**WORK TO BE COMPLETED**.
Your response should be every line from the entries that includes the string "elderly".
== EXTRACTED RECORDS
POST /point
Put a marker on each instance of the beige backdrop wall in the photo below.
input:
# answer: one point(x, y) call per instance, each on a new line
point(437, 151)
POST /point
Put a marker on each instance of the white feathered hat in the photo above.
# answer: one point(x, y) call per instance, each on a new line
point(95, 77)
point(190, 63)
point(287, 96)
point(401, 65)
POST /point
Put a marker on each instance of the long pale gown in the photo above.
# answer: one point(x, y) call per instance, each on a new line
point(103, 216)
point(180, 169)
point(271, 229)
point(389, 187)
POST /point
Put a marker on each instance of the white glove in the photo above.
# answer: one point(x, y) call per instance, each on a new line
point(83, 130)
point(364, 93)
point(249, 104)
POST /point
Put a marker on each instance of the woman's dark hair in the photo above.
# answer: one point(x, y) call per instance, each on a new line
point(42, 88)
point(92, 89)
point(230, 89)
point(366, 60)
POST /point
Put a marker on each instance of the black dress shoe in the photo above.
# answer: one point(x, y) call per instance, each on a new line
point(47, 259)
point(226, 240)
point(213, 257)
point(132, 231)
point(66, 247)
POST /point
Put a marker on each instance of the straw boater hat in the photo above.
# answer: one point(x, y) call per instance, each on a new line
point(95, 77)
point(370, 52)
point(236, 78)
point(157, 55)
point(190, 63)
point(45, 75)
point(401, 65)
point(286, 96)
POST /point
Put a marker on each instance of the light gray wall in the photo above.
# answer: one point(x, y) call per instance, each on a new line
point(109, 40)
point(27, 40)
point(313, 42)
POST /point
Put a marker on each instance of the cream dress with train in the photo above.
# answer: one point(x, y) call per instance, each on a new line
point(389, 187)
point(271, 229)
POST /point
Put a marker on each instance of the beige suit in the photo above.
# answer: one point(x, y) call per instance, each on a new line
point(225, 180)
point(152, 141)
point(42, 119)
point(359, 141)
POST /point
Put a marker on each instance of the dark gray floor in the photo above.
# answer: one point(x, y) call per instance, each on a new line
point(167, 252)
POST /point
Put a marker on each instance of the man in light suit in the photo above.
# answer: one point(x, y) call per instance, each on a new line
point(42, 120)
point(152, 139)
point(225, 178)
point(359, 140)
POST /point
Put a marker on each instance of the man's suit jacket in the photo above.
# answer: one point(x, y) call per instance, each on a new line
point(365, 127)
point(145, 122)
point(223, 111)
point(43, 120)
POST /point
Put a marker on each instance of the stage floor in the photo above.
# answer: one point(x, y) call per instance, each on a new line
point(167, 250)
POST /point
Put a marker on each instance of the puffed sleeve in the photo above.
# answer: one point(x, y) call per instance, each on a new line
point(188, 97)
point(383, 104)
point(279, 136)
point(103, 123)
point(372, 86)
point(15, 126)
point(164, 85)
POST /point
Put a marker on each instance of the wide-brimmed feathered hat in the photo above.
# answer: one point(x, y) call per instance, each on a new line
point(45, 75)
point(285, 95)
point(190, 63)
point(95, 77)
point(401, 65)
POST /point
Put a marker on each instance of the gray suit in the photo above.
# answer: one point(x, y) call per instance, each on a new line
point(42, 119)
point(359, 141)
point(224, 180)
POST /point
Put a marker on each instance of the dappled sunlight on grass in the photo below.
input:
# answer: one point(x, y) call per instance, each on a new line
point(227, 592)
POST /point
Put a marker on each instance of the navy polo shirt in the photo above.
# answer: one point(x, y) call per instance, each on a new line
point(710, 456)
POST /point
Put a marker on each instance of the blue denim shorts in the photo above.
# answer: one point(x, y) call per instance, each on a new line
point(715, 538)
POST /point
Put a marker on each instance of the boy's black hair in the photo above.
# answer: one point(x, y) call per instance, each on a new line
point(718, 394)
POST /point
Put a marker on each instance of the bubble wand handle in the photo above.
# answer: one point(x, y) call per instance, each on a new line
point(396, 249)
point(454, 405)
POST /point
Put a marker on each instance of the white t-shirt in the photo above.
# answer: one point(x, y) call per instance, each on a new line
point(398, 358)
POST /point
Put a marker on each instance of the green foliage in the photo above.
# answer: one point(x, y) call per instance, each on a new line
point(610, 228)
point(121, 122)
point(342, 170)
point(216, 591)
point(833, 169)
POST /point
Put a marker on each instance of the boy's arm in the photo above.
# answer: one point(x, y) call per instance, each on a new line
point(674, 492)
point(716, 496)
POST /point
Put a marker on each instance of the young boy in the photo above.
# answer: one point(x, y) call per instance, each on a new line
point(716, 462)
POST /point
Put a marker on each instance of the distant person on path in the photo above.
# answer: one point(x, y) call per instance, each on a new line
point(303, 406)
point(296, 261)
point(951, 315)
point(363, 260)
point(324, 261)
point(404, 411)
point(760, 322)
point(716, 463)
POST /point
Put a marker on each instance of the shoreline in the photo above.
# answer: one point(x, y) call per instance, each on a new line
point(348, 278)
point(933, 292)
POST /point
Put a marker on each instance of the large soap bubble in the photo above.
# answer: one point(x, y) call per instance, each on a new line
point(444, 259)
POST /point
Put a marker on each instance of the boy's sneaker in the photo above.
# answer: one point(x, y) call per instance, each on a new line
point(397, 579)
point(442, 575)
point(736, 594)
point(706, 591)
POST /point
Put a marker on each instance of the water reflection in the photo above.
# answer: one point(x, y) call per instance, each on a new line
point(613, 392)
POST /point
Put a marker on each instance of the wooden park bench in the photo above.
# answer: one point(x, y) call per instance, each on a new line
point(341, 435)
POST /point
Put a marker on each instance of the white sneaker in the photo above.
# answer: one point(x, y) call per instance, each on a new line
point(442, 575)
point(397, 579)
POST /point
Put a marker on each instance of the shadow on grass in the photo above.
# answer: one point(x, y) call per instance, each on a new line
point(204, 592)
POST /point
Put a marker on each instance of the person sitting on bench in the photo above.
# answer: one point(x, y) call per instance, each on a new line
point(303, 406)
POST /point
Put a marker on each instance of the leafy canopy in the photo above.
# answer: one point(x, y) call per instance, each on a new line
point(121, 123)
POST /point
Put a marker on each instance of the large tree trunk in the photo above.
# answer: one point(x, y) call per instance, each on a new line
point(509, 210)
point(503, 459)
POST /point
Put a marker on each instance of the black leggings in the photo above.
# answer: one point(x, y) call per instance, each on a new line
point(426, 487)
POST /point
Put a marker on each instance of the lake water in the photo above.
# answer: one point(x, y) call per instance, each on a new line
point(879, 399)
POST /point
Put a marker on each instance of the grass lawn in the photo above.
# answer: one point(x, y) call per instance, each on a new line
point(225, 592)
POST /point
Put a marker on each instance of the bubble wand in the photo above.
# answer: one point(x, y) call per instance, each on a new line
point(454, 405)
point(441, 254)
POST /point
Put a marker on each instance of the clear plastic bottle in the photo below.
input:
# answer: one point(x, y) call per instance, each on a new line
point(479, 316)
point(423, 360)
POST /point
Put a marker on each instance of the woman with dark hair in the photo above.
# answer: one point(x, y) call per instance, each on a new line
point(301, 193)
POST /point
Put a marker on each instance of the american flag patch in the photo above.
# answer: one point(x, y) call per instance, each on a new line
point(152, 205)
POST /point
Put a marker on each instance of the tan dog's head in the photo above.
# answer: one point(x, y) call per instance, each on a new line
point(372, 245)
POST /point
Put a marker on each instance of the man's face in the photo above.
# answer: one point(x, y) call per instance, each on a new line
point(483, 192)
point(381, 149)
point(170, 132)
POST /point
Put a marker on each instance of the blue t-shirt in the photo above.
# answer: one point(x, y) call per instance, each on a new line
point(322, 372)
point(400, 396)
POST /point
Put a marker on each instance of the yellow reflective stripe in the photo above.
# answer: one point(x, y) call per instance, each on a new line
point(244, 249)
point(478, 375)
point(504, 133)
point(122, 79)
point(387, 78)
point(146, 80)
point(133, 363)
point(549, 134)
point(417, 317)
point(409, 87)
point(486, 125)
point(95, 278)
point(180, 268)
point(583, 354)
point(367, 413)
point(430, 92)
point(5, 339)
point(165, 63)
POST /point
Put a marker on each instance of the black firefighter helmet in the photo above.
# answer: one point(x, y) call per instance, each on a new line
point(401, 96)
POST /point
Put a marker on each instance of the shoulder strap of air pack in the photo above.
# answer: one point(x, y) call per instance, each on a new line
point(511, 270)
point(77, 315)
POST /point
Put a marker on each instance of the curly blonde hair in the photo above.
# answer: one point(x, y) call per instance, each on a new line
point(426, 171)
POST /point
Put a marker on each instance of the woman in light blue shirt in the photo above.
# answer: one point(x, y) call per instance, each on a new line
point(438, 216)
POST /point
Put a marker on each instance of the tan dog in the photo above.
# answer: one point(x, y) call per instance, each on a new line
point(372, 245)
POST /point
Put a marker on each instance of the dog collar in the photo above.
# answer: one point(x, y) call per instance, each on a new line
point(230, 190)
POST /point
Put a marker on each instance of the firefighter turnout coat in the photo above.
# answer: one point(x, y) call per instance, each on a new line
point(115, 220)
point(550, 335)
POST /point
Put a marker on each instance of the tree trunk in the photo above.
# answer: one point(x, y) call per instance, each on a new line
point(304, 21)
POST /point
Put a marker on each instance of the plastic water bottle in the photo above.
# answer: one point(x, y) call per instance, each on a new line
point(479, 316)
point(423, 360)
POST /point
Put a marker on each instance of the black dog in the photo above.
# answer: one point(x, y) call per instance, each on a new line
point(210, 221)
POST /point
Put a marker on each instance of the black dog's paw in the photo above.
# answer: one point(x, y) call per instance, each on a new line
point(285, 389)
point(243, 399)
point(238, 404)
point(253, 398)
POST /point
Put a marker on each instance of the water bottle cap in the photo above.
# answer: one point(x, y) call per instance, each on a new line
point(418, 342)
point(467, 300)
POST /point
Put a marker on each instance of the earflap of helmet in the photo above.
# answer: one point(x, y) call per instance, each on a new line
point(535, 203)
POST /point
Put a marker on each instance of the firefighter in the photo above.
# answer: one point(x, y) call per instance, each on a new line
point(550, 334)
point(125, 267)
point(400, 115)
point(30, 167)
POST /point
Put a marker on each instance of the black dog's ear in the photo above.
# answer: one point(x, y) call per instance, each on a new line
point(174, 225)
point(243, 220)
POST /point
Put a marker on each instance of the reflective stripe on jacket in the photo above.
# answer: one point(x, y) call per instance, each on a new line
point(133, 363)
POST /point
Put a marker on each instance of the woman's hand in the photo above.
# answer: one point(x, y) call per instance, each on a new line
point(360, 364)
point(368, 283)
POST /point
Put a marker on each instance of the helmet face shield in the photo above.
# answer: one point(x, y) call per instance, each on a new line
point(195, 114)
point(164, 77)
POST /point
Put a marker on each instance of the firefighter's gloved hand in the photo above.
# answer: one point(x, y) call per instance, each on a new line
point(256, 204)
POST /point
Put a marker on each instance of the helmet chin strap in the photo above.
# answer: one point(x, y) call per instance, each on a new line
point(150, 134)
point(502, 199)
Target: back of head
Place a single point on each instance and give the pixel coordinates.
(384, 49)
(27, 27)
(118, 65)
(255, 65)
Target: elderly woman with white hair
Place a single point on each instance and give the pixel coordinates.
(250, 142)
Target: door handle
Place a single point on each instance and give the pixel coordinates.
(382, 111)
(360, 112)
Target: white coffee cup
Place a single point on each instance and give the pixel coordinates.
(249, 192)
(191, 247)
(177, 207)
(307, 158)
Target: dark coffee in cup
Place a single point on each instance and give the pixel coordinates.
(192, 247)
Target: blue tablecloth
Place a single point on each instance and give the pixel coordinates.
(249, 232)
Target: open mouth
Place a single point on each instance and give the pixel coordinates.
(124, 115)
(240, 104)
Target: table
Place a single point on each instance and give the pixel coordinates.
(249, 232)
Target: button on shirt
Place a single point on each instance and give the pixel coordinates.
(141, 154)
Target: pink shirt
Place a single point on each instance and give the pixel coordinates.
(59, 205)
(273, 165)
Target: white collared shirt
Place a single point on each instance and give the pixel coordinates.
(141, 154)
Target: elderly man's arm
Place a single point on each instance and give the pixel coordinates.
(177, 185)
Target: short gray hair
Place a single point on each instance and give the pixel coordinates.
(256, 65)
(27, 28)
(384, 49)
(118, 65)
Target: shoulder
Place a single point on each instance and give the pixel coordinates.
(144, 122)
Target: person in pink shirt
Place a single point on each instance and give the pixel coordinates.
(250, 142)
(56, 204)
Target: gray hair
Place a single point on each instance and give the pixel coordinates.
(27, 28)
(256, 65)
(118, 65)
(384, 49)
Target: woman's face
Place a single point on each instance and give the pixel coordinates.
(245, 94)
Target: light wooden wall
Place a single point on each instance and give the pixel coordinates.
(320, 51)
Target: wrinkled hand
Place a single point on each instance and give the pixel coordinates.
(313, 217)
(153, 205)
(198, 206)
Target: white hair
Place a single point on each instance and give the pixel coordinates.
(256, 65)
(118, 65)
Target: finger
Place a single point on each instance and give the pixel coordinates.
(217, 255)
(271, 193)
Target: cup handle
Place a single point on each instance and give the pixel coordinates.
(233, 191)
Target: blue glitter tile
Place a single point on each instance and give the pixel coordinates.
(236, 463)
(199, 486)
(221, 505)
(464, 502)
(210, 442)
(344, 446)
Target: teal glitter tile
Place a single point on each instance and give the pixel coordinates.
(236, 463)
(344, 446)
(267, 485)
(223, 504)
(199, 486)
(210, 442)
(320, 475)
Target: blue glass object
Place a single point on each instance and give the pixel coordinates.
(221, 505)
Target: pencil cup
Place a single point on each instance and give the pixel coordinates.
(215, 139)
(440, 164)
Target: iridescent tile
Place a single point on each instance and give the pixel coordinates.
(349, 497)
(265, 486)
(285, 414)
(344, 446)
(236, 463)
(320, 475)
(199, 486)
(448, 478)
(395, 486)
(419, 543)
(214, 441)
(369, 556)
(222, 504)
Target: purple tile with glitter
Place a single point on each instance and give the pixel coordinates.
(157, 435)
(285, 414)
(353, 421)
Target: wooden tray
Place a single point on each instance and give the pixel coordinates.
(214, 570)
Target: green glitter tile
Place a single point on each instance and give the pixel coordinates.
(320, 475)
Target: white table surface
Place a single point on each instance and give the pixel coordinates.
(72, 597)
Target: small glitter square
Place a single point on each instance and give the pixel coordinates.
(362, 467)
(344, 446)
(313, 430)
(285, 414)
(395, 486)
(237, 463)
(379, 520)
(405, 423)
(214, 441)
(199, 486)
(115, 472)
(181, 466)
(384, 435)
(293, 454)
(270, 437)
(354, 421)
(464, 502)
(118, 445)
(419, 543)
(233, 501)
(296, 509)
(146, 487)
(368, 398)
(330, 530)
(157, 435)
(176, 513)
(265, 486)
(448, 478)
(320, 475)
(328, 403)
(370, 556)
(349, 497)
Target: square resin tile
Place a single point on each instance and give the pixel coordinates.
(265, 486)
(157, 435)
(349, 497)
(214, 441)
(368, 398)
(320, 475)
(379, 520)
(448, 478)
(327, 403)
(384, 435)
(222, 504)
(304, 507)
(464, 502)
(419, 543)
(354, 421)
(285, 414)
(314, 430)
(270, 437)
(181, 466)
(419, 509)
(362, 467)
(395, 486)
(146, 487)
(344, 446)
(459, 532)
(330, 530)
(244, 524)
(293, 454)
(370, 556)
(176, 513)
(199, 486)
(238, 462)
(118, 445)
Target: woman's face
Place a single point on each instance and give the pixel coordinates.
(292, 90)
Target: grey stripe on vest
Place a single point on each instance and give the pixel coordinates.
====
**EXPECTED OUTPUT**.
Target: elderly woman with white hair
Target: elderly man's arm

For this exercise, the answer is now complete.